▶ _SHORT TASK 1_: Identify each line in the entries below that contains the string "chest", and copy every such line in full. Treat the match as case-sensitive.

▶ _TEXT_:
#####

The Eccles Centre for American Studies regularly organises and supports conferences, seminars, lectures and other events on North American and transatlantic themes, often in partnership with other institutions and organisations.


Kate Bornstein in Conversation

When Tuesday 9 February, 18.30
Where British Library Terrace Restaurant

American author, playwright, activist and performing artist Kate Bornstein is an unique and revolutionary voice in the ever-growing discussions around trans visibility, LGBTQ rights, non-binary identities and 'gender outlaws'. In this live conversation, with journalist and transgender campaigner Paris Lees, Bornstein talked about her life, work and personal brand of politics.

In association with Gay's the Word, Queen Hearted and Amy Lamé


The Lonely City: Adventures in the Art of Being Alone

When Friday 4 March, 18.30
Where British Library Conference Centre

What does it mean to be lonely? How do we live, if we’re not intimately engaged with another human being? How do we connect with other people? Does technology draw us closer together or trap us behind screens?

When Olivia Laing, 2014 Eccles British Writer in Residence, moved to New York City in her mid-thirties, she found herself inhabiting loneliness on a daily basis. Increasingly fascinated by this most shameful of experiences, she began to explore the lonely city by way of art. Moving fluidly between works and lives – from Edward Hopper's Nighthawks to Andy Warhol's Time Capsules, from Henry Darger's hoarding to the depredations of the AIDS crisis – Laing conducts an electric, dazzling investigation into what it means to be alone.

#####

▶ _SHORT TASK 2_: Reproduce the Eccles Centre events listing above in its entirety, without altering any character.

#####

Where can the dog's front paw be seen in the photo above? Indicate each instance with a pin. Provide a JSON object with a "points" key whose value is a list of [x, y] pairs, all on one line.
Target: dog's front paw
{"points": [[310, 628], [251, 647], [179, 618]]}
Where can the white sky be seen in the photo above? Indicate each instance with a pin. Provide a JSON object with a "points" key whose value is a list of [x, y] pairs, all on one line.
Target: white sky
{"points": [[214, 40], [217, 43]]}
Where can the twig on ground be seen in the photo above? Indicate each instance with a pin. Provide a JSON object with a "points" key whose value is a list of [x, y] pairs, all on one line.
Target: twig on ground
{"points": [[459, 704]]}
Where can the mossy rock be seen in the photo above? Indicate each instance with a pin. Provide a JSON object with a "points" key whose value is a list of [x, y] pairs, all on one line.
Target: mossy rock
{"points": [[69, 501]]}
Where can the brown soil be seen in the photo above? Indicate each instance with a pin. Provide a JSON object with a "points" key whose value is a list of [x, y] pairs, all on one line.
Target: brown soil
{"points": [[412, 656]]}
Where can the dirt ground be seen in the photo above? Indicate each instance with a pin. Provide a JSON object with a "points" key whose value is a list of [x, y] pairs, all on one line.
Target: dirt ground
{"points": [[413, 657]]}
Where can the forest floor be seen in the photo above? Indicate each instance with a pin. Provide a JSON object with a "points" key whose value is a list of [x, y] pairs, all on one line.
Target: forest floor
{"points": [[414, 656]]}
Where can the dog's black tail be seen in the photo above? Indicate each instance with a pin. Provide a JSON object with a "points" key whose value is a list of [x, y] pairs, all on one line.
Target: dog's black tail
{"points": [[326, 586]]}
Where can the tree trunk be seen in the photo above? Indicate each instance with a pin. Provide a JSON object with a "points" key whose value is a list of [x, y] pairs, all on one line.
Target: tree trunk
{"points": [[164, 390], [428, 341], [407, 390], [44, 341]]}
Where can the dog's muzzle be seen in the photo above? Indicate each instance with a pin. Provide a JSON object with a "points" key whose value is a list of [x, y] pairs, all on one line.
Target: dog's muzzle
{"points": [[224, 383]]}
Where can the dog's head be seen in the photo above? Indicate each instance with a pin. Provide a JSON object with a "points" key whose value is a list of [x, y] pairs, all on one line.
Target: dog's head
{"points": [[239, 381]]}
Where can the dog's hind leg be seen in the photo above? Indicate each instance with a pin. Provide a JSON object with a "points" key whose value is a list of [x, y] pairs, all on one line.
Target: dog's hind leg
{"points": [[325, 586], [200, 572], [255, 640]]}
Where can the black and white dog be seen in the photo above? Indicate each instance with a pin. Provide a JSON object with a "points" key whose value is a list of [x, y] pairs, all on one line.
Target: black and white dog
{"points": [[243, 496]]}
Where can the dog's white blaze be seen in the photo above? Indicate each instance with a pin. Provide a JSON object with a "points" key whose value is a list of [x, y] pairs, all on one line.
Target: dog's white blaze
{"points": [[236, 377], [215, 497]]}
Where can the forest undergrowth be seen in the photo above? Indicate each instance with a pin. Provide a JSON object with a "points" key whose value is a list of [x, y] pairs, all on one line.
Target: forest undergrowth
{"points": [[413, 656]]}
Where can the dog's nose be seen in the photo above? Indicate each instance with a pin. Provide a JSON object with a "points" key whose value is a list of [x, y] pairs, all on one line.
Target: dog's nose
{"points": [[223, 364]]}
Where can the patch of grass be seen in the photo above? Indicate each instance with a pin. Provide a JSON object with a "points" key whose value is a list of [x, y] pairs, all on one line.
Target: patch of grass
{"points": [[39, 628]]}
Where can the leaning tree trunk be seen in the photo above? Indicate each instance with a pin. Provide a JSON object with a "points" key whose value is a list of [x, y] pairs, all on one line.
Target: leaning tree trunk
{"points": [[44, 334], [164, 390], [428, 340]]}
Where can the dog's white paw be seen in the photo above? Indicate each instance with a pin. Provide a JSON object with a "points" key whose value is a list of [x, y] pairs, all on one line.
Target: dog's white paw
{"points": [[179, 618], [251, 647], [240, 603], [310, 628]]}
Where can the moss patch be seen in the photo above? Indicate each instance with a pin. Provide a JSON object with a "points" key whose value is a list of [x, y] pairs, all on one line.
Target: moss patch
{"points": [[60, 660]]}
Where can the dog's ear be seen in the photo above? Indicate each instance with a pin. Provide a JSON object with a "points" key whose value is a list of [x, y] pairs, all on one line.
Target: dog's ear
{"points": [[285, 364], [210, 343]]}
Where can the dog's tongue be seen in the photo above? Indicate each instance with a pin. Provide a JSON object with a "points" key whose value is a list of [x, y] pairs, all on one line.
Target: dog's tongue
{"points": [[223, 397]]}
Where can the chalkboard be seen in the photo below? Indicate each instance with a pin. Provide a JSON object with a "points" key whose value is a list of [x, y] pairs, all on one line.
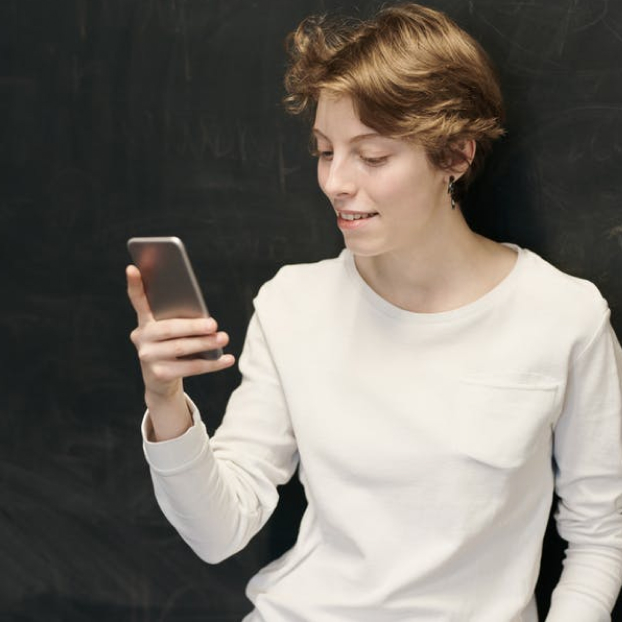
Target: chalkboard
{"points": [[163, 117]]}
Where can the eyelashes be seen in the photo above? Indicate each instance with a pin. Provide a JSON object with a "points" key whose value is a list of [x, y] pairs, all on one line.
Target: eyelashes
{"points": [[327, 155]]}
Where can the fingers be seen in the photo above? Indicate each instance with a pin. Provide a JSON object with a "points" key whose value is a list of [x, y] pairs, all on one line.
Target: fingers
{"points": [[136, 294], [169, 371], [153, 348]]}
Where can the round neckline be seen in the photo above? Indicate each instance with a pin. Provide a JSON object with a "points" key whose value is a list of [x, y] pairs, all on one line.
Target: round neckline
{"points": [[480, 304]]}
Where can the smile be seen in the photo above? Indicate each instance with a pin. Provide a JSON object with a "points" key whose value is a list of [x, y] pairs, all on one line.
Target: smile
{"points": [[355, 216]]}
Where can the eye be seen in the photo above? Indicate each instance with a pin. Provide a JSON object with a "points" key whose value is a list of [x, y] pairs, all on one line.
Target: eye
{"points": [[322, 154], [377, 161]]}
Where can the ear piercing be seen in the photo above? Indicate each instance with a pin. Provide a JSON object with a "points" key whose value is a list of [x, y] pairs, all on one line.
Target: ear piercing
{"points": [[450, 191]]}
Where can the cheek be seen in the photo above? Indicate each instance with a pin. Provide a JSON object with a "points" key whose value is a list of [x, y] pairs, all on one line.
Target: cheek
{"points": [[322, 174]]}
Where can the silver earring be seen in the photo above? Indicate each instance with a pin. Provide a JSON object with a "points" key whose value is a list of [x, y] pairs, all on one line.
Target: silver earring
{"points": [[450, 191]]}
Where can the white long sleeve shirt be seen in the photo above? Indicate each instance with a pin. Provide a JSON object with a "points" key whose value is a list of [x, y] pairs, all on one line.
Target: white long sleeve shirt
{"points": [[428, 445]]}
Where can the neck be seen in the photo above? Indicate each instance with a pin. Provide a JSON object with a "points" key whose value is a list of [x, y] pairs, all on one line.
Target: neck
{"points": [[438, 273]]}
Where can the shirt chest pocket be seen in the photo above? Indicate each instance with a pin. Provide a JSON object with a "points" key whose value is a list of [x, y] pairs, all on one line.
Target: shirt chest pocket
{"points": [[502, 423]]}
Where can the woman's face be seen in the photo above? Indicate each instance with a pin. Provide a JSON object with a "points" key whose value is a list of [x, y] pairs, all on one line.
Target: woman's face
{"points": [[385, 193]]}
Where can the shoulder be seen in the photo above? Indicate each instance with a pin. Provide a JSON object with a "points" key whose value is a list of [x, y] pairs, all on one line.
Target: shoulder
{"points": [[565, 301], [303, 284]]}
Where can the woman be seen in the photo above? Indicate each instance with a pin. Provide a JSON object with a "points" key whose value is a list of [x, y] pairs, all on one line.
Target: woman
{"points": [[433, 387]]}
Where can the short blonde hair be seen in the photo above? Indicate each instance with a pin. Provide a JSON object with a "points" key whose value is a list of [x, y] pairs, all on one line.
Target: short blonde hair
{"points": [[412, 73]]}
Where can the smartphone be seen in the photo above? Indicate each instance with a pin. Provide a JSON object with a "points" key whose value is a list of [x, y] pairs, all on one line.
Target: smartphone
{"points": [[170, 284]]}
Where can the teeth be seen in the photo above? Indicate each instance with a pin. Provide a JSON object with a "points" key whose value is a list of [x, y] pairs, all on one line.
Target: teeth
{"points": [[354, 216]]}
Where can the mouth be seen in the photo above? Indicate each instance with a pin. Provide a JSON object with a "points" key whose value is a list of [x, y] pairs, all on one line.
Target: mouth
{"points": [[356, 215]]}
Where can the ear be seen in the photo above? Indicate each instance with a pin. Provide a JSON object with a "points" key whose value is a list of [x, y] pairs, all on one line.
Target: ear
{"points": [[464, 153]]}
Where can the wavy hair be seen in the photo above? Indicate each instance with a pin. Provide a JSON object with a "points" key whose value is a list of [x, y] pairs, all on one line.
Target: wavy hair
{"points": [[412, 74]]}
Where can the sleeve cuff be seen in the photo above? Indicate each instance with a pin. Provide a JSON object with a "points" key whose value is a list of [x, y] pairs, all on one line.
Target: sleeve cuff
{"points": [[566, 607], [176, 454]]}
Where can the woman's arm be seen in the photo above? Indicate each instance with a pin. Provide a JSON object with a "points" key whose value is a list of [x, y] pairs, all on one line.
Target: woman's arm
{"points": [[588, 460], [218, 492]]}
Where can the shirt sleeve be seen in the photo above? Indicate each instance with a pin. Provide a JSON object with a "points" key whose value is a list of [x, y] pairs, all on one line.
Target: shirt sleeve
{"points": [[218, 492], [588, 460]]}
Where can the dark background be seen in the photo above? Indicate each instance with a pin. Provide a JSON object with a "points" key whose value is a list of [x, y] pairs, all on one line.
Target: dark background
{"points": [[156, 117]]}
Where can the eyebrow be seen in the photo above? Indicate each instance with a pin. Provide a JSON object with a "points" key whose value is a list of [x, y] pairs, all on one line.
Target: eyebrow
{"points": [[356, 139]]}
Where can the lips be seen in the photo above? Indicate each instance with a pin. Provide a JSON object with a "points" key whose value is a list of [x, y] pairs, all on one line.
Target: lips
{"points": [[355, 215], [351, 221]]}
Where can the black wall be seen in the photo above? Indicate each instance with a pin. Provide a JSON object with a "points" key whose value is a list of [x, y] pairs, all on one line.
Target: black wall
{"points": [[156, 117]]}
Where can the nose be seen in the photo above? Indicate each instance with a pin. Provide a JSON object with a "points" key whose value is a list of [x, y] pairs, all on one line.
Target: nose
{"points": [[337, 177]]}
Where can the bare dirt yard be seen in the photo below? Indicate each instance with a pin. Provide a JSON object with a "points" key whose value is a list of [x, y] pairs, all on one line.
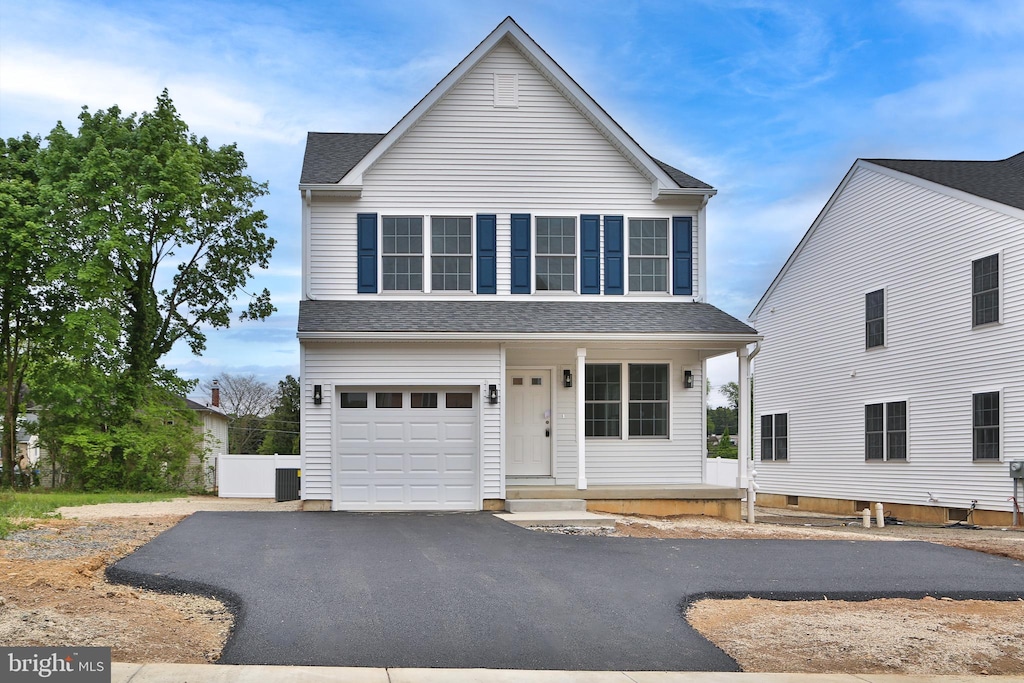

#####

▶ _FULL SOLUTION 1_:
Where can the shirt chest pocket be seen in the photo above? Indicate each instance with a pin. Provide a JSON object with a "points" key whose value is a list of [x, y] pairs, all on one line.
Target: shirt chest pocket

▶ _FULL SOLUTION 2_:
The Eccles Centre for American Studies regularly organises and supports conferences, seminars, lectures and other events on North American and transatlantic themes, often in partnership with other institutions and organisations.


Kate Bornstein in Conversation

When Tuesday 9 February, 18.30
Where British Library Terrace Restaurant

American author, playwright, activist and performing artist Kate Bornstein is an unique and revolutionary voice in the ever-growing discussions around trans visibility, LGBTQ rights, non-binary identities and 'gender outlaws'. In this live conversation, with journalist and transgender campaigner Paris Lees, Bornstein talked about her life, work and personal brand of politics.

In association with Gay's the Word, Queen Hearted and Amy Lamé


The Lonely City: Adventures in the Art of Being Alone

When Friday 4 March, 18.30
Where British Library Conference Centre

What does it mean to be lonely? How do we live, if we’re not intimately engaged with another human being? How do we connect with other people? Does technology draw us closer together or trap us behind screens?

When Olivia Laing, 2014 Eccles British Writer in Residence, moved to New York City in her mid-thirties, she found herself inhabiting loneliness on a daily basis. Increasingly fascinated by this most shameful of experiences, she began to explore the lonely city by way of art. Moving fluidly between works and lives – from Edward Hopper's Nighthawks to Andy Warhol's Time Capsules, from Henry Darger's hoarding to the depredations of the AIDS crisis – Laing conducts an electric, dazzling investigation into what it means to be alone.